## [DIRECTIVE]
Convert every line of the records below into a numbered list, skipping any blank lines and leaving out the picture.

## [MATERIAL FOR THIS TASK]
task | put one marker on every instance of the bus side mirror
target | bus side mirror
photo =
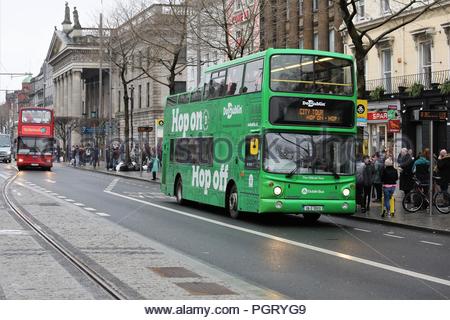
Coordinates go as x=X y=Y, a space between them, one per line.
x=254 y=146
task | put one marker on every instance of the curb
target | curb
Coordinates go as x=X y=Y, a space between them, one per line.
x=399 y=224
x=112 y=173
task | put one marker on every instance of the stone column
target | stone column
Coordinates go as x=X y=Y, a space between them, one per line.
x=66 y=95
x=77 y=110
x=69 y=93
x=55 y=96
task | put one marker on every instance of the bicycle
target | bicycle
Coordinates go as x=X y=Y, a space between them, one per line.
x=418 y=199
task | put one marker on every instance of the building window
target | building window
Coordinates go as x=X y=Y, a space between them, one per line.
x=148 y=94
x=425 y=62
x=386 y=65
x=140 y=96
x=315 y=5
x=331 y=39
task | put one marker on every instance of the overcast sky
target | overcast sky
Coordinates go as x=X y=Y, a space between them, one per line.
x=26 y=29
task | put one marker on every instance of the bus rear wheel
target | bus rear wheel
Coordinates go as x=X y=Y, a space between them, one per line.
x=231 y=204
x=179 y=191
x=311 y=217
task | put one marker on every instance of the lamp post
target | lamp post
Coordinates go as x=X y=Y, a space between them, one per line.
x=131 y=113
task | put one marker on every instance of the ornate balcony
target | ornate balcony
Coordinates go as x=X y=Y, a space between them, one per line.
x=391 y=85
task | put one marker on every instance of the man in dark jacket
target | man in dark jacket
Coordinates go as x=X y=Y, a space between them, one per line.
x=443 y=169
x=368 y=175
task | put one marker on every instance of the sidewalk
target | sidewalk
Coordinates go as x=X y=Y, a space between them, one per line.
x=419 y=220
x=101 y=168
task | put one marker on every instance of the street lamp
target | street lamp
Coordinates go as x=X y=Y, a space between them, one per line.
x=131 y=113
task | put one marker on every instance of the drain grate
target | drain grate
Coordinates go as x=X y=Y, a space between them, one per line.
x=175 y=272
x=205 y=288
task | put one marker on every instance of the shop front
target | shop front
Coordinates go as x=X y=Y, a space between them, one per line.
x=384 y=128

## [SOLVED EXERCISE]
1. task | put one marker on every instance of the bus side mirror
2. target | bus side mirror
3. photo =
4. Coordinates go as x=X y=Y, a space between them, one per line.
5. x=254 y=146
6. task | put one marker on every instance of the curb
7. target | curb
8. Coordinates go as x=X y=Y, a space between them, one per line.
9. x=399 y=224
10. x=112 y=173
11. task | put one marker on every instance of the stone column
12. target | stone column
13. Coordinates go as x=X y=Y, a space between them, one per line.
14. x=66 y=95
15. x=77 y=110
16. x=69 y=93
17. x=55 y=96
18. task | put one marker on every instance of the bicycle
19. target | bicycle
20. Coordinates go as x=X y=Y, a space between them, one per line.
21. x=418 y=199
22. task | put one marker on every instance of the building window
23. target | building window
24. Coordinates go as x=X y=Y, a space between them, one per line.
25. x=148 y=94
26. x=425 y=62
27. x=386 y=65
28. x=140 y=96
29. x=315 y=5
30. x=331 y=39
31. task | put one marker on every instance of the overcast sky
32. target | overcast sky
33. Coordinates go as x=X y=Y, a space between them, one per line.
34. x=26 y=29
35. task | put one marker on every instance of the bus rear wheel
36. target | bus rear wheel
37. Coordinates go as x=X y=Y, a space between them, one per line.
38. x=231 y=204
39. x=179 y=191
40. x=311 y=217
41. task | put one marker on every instance of the lamp post
42. target | lamp post
43. Coordinates go as x=X y=Y, a space between them, one per line.
44. x=131 y=113
45. task | put one marker on every instance of the ornate balcony
46. target | ornate balcony
47. Coordinates go as x=X y=Y, a space between them, one per line.
48. x=391 y=85
49. task | put one marker on every instance of the man in dark jacket
50. target | man in dark jacket
51. Coordinates go as x=X y=Y, a space between them, one per line.
52. x=443 y=169
53. x=368 y=175
54. task | put one marker on every instance of the sidewalk
55. target | sidewalk
56. Coordinates go as x=X y=Y, a space between them, one per line.
57. x=419 y=220
58. x=101 y=168
59. task | put one marker on every instance of the street lamp
60. target | street lamp
61. Coordinates go as x=X y=Y, a space between them, one per line.
62. x=131 y=113
63. task | put one marker on every instance of the drain grate
64. target | drain grate
65. Coordinates go as x=X y=Y, a space between them, one per line.
66. x=175 y=272
67. x=205 y=288
68. task | put one marker on every instance of the shop front
69. target | shop front
70. Coordinates go as x=X y=Y, a space between them, one per line.
71. x=384 y=128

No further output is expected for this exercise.